## Records provided
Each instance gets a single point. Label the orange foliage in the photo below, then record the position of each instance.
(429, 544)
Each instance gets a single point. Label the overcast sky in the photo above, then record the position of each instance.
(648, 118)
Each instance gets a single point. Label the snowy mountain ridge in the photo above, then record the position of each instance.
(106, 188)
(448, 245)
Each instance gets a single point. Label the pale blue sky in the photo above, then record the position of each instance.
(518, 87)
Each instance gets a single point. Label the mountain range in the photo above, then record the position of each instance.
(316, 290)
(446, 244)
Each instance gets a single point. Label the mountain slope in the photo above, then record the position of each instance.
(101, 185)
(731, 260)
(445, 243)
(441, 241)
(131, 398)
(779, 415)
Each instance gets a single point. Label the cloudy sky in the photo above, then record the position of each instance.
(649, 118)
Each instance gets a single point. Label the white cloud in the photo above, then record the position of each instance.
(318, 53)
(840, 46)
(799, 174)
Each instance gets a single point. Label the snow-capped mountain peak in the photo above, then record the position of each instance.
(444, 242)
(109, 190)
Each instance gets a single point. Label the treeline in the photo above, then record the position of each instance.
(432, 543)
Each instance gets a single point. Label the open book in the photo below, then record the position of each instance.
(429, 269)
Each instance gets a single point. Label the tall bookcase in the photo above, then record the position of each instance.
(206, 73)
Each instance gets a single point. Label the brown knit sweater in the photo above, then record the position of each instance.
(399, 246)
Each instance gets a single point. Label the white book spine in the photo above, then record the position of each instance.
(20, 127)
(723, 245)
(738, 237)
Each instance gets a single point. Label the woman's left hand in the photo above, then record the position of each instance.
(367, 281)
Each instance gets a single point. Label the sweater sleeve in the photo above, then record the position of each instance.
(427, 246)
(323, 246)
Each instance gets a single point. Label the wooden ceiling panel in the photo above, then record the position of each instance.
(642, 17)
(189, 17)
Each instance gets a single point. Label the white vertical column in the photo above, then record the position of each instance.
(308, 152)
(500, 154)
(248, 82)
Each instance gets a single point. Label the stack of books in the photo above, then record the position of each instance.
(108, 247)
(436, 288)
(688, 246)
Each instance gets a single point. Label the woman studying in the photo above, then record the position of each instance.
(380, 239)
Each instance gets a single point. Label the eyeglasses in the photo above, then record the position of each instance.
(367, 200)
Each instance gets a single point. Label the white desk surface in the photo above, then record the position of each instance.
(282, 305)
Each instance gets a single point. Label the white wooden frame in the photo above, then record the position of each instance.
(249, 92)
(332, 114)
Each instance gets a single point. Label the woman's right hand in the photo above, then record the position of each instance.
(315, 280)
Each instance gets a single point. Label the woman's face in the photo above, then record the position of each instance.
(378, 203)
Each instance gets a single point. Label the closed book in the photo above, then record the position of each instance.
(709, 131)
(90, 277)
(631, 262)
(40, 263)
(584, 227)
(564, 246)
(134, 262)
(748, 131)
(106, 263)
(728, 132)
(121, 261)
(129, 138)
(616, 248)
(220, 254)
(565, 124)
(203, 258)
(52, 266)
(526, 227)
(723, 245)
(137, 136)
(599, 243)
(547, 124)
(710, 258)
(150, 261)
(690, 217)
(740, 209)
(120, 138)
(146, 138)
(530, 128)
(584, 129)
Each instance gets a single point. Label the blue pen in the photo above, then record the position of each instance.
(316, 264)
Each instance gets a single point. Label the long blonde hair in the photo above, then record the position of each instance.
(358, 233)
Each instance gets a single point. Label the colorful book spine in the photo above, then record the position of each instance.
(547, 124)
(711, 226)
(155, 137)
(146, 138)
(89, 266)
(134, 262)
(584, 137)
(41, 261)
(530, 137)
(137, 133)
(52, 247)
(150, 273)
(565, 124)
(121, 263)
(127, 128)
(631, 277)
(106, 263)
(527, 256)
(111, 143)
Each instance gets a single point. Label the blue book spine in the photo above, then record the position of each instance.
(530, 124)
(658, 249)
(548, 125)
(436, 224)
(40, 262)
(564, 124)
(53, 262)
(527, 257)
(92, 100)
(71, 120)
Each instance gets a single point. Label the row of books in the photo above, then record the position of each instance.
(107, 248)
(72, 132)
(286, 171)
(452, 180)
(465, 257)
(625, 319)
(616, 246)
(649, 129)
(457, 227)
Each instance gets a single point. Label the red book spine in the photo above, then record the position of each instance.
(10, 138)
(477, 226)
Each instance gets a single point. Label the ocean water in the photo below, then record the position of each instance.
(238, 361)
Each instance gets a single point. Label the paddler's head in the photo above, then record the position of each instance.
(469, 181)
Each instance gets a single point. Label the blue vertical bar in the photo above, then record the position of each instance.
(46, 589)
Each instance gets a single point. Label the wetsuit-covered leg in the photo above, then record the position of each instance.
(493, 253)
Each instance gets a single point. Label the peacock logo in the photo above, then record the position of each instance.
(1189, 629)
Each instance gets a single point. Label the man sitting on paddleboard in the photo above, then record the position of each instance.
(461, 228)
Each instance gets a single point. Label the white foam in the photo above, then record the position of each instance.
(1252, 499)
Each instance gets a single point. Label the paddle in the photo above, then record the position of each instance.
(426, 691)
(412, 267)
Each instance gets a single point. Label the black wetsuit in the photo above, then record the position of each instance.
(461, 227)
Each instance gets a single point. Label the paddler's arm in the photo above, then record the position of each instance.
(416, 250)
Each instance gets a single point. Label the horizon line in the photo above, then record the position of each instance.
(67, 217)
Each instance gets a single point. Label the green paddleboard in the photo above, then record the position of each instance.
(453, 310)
==
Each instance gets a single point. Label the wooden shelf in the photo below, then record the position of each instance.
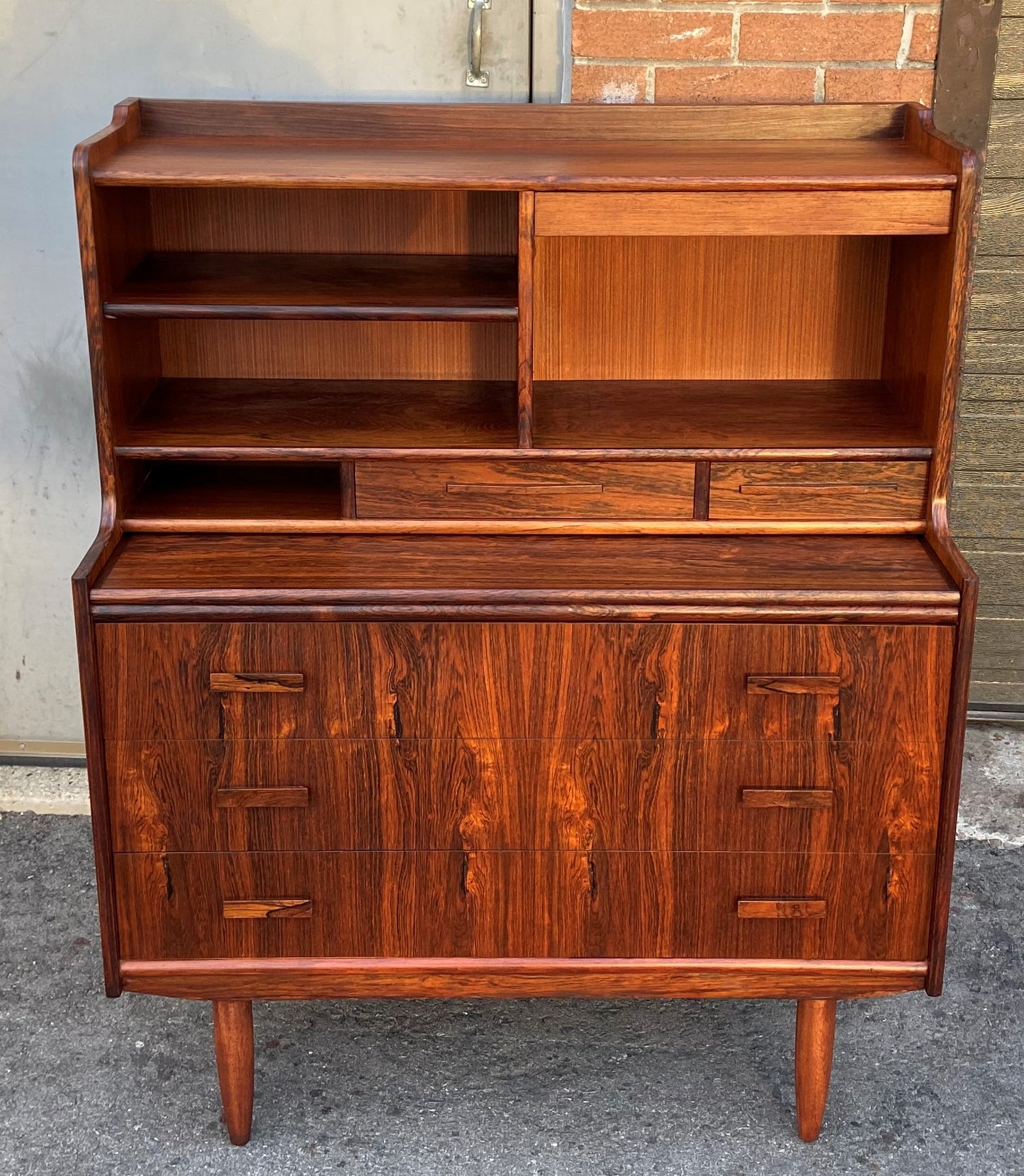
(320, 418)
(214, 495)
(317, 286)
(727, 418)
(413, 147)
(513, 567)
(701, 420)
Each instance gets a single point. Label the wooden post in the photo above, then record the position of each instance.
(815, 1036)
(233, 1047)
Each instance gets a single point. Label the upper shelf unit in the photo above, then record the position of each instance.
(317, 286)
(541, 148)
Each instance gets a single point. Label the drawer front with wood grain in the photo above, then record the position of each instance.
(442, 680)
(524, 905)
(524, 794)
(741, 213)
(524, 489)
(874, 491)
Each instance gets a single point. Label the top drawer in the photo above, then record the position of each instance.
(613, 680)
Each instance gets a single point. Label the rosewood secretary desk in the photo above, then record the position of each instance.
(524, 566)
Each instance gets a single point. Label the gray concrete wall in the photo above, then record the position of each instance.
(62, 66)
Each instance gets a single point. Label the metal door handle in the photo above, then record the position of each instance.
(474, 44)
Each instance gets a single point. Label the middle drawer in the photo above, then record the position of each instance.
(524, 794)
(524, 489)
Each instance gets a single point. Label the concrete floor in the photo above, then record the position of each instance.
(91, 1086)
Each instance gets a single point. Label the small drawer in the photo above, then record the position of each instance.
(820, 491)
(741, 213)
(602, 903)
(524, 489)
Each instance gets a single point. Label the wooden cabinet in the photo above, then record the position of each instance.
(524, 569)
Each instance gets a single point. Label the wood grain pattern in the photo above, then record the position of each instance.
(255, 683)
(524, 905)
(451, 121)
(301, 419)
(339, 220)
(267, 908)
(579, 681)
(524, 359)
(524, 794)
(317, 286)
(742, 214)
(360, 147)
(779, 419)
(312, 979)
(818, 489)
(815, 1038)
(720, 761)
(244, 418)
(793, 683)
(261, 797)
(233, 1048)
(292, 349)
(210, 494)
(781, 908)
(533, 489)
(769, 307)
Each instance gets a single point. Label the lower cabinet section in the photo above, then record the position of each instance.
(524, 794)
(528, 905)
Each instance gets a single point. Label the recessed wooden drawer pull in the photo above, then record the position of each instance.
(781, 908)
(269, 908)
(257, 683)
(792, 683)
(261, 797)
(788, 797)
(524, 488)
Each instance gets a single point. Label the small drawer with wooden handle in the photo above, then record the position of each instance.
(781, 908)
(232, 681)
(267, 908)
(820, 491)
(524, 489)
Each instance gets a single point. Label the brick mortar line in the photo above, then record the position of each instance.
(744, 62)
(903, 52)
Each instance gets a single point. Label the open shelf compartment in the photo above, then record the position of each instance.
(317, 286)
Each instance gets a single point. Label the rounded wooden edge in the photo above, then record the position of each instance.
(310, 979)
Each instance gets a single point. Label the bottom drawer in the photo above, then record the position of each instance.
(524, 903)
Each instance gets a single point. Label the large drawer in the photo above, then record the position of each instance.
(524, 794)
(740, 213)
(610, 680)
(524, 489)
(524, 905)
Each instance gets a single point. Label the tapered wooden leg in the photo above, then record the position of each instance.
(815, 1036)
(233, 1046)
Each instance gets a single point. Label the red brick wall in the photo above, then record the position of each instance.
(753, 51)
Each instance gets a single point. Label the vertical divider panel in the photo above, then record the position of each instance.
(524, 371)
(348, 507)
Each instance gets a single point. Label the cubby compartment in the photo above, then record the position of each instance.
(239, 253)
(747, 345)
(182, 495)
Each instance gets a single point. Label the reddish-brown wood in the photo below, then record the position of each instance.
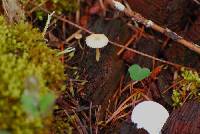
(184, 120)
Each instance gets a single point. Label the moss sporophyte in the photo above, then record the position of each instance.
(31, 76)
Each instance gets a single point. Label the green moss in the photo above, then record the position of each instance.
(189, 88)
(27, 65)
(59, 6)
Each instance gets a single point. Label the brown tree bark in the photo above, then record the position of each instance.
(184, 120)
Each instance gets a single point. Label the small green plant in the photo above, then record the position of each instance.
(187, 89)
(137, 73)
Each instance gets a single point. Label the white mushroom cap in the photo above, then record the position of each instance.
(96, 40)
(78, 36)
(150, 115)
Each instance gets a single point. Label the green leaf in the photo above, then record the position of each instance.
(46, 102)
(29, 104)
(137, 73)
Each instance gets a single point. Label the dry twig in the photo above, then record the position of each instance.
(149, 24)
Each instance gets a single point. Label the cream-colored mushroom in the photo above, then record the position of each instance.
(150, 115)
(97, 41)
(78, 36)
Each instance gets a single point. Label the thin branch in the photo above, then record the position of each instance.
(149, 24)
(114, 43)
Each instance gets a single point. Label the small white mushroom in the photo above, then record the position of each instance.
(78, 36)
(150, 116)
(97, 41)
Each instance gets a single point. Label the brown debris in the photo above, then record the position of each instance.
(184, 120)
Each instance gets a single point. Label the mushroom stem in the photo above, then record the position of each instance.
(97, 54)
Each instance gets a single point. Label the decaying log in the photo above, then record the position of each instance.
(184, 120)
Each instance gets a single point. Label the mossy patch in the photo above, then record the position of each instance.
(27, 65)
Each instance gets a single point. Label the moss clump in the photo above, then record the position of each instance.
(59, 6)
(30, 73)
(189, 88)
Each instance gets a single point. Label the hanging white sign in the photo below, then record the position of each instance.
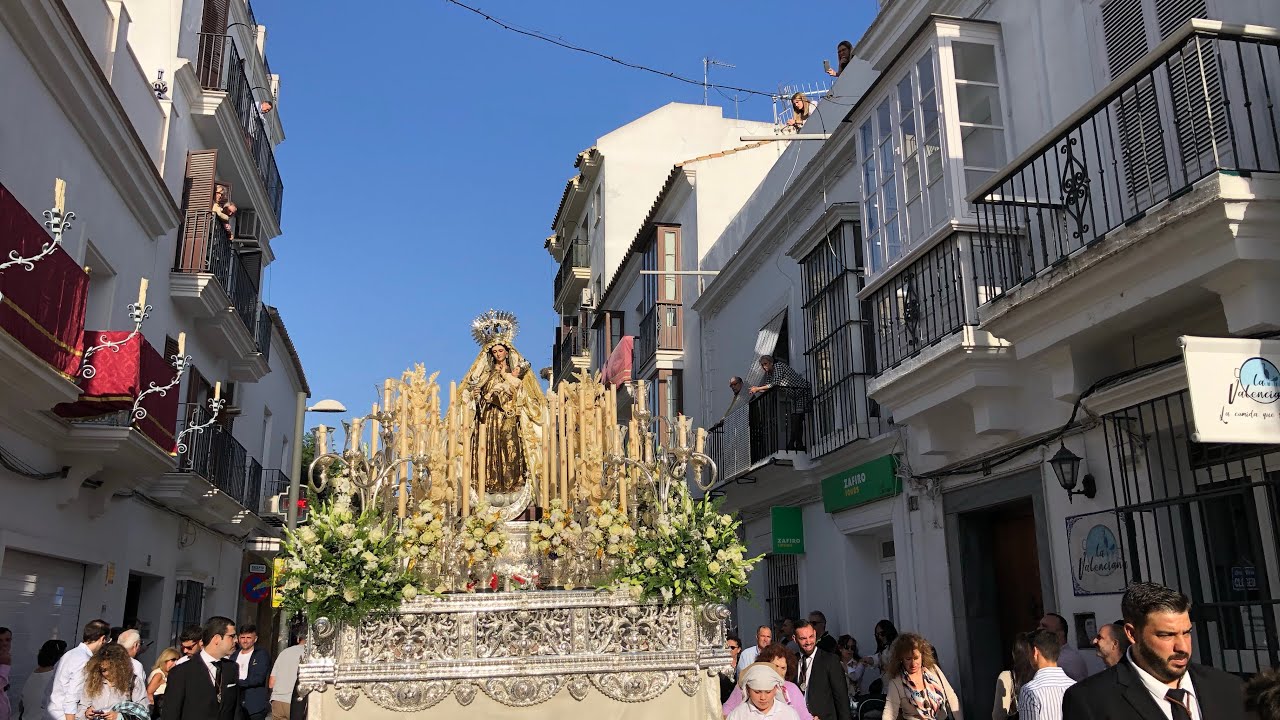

## Task statement
Locate every row above that contains the string "wetsuit", and copy each such row in full.

## Full answer
Each instance gets a single point. Label the wetsuit-covered leg in the photo above, then record the position of each instance.
Each instance gets a single point. Label the black wetsuit in the photo above, then record the position of each instance.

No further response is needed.